> PROBLEM TO SOLVE: Write out the records below again, substituting "rough polygon" for every "simplified polygon" and keeping everything else unchanged. Leave the pictures out.

•••••

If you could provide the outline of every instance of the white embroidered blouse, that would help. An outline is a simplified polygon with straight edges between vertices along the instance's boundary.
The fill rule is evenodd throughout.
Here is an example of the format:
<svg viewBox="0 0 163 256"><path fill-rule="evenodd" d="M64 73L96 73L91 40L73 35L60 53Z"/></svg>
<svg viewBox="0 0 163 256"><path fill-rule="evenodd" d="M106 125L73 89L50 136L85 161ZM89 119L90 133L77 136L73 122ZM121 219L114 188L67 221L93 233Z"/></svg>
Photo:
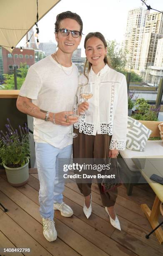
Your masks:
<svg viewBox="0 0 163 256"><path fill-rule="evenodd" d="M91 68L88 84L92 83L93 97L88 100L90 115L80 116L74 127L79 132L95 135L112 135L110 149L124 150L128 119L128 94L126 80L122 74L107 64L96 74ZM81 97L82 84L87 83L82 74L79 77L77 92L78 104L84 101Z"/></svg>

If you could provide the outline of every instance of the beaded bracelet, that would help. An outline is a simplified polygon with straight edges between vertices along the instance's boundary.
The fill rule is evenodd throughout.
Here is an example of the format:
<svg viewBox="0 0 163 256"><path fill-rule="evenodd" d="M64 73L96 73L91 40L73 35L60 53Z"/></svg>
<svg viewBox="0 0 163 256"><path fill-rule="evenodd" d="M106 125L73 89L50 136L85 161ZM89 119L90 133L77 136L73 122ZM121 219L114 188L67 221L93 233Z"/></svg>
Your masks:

•••••

> ANSWER FOR THIS EXERCISE:
If you could provide the outline of every instance of the white embroidered blouse, that would help. An outline is a rough polygon with straight edges between vertices along the instance's boundary.
The fill rule is evenodd throughout.
Here is an example of the format:
<svg viewBox="0 0 163 256"><path fill-rule="evenodd" d="M64 73L96 73L91 40L73 35L60 53Z"/></svg>
<svg viewBox="0 0 163 256"><path fill-rule="evenodd" d="M106 125L73 89L50 136L85 161ZM89 119L90 133L77 136L73 122ZM121 219L114 188L67 221L93 233Z"/></svg>
Photo:
Your masks:
<svg viewBox="0 0 163 256"><path fill-rule="evenodd" d="M91 68L88 84L92 83L93 97L88 100L90 115L80 116L74 127L79 132L95 135L112 135L110 149L124 150L128 119L128 94L126 80L122 74L107 64L96 74ZM81 97L82 84L87 83L82 74L79 77L77 92L78 104L84 101Z"/></svg>

If you could provide the outline of every instance of the beaded bracelet, that would help. An outline is a rough polygon with straight edges between vertices along the instance's boundary.
The fill rule is evenodd throughout.
Here is an example of the format:
<svg viewBox="0 0 163 256"><path fill-rule="evenodd" d="M64 73L96 73L91 40L73 35L60 53Z"/></svg>
<svg viewBox="0 0 163 256"><path fill-rule="evenodd" d="M106 125L73 89L50 136L85 161ZM89 119L90 133L77 136L73 122ZM121 219L114 188L67 221L93 233Z"/></svg>
Your masks:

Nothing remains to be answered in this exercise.